European ETP Highlights

As of the end of July 2015, global ETP assets stood at $2.9 trillion with European ETP assets at $508bn (€459bn). In July, European ETPs continued its positive trend from the previous month and registered net inflows of +€7.5bn (+€1.4bn in the prev. month). Equity and fixed income ETFs both benefitted from inflows, receiving +€6.1bn and +€2.2bn respectively. Commodity ETPs listed in Europe saw outflows of -€0.8bn during the same period.

US Sector, Quant and China Sovereign bond product launches

State Street launched 9 sector ETFs that provide exposure to US equity GICS sectors. Lyxor launched 6 quantitative strategy equity ETFs in July while Deutsche Bank listed Europe’s first fixed income ETF providing exposure to Chinese Government bonds.

European equities continue to be favoured while fixed income ETF reverses trend to experience inflows.

European and US listed ETFs with European Equity exposure observed strong monthly inflows benefitting from +$4bn (+$19.4bn YTD inflows) and +$3.2bn (+$34bn YTD) respectively following the Greek resolution. We also observed a reversal trend in the fixed income space where Sovereign (+€1bn) and Corporate Bonds (+€1bn) dominated inflows. This follows two consecutive months of outflows.

Tasks:
**a)** According to the European ETP highlights, how much did European ETPs take in as net inflows in July 2015?
**b)** Count the lines in the records that contain the word "woman" and give only the number.

Input for this task:
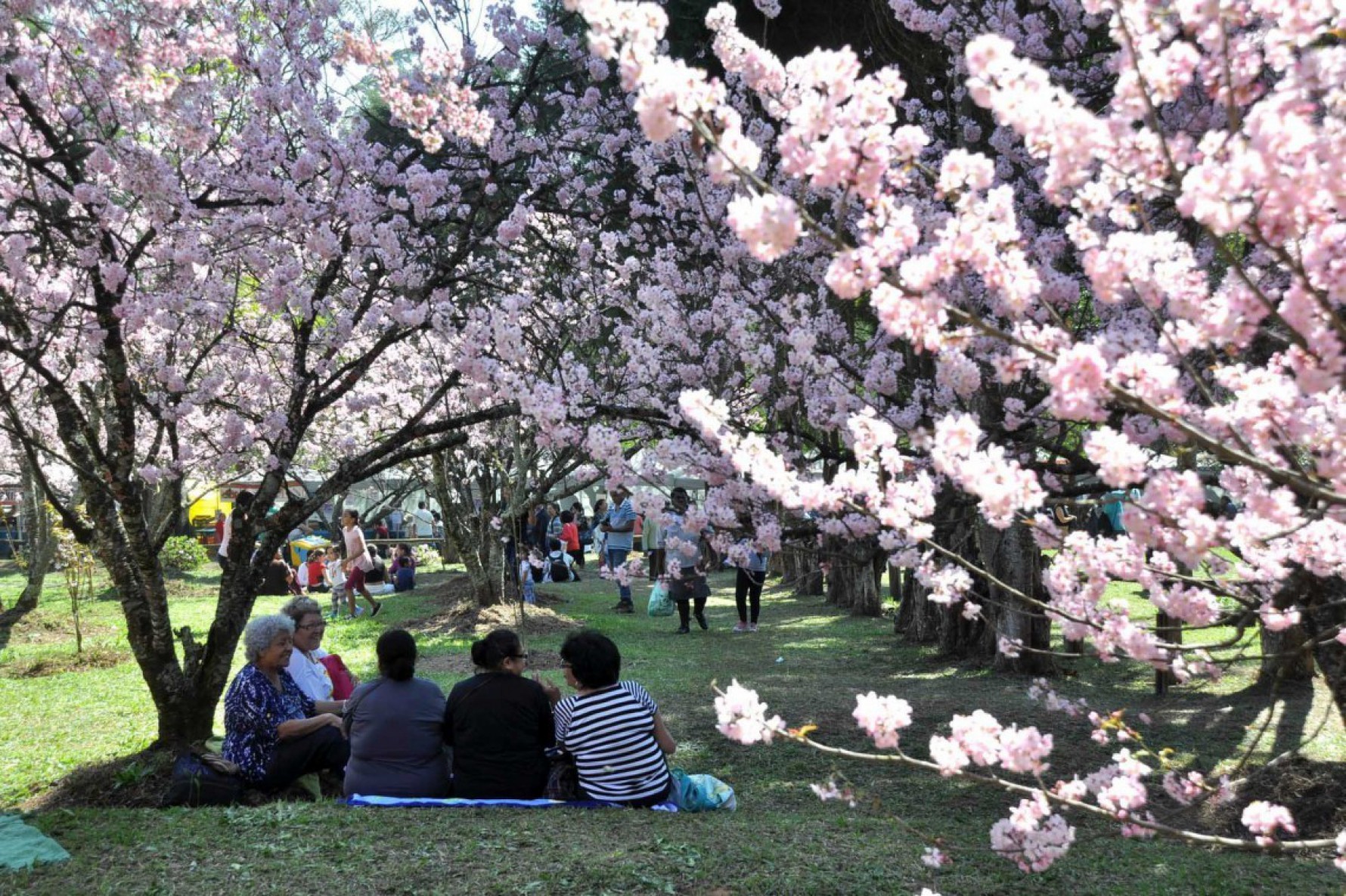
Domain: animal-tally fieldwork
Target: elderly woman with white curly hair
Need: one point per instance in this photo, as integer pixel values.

---

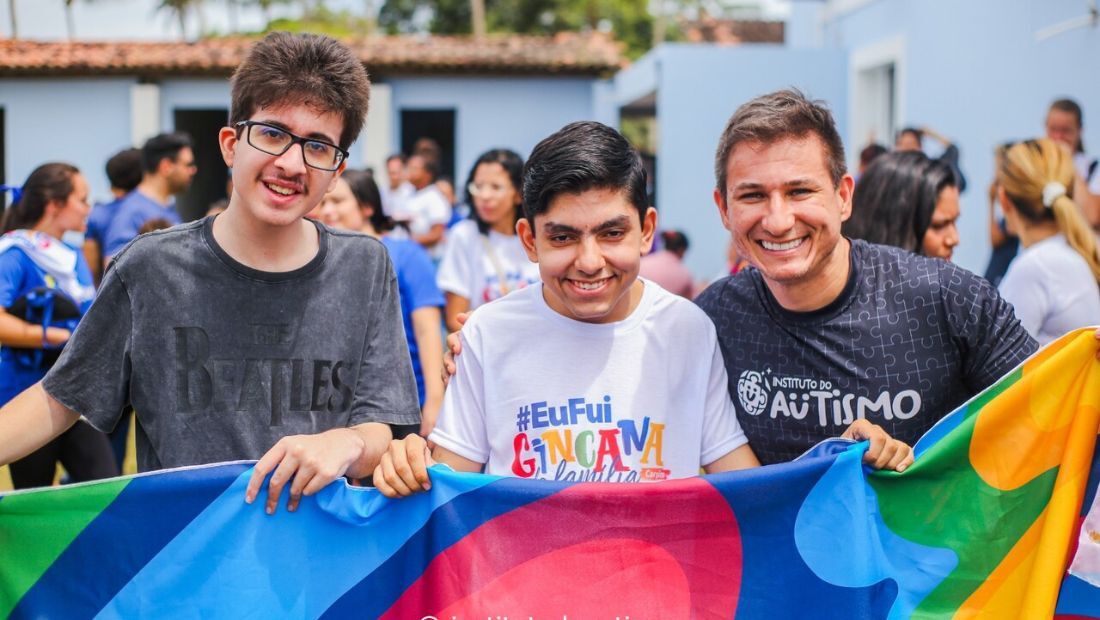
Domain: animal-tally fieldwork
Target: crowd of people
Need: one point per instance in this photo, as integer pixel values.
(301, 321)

--

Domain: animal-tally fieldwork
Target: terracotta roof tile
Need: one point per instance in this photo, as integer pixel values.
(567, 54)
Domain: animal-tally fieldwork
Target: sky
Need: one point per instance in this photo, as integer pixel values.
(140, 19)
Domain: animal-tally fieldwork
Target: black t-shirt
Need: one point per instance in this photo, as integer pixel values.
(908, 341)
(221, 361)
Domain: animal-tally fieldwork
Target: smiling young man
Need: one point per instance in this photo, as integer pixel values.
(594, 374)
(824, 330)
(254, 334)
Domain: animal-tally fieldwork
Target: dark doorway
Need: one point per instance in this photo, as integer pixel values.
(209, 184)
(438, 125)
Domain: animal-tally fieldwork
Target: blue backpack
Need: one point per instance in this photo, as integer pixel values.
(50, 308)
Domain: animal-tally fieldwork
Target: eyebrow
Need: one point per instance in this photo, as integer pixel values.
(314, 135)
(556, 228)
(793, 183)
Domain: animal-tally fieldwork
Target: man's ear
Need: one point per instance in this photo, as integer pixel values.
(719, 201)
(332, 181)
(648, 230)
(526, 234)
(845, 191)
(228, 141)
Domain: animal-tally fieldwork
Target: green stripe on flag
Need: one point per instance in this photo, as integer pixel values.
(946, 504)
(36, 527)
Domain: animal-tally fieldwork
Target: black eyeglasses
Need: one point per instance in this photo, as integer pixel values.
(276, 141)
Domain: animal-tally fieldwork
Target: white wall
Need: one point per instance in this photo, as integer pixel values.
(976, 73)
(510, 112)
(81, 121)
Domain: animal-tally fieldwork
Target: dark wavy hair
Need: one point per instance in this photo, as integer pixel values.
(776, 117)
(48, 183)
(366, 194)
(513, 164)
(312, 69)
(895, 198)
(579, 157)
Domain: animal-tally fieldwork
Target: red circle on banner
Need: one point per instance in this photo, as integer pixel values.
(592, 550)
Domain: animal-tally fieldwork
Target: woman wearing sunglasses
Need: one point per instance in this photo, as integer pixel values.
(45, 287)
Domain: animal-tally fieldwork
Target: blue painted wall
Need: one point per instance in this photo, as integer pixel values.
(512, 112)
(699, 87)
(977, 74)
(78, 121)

Solutions to the problems:
**a)** +€7.5bn

**b)** 2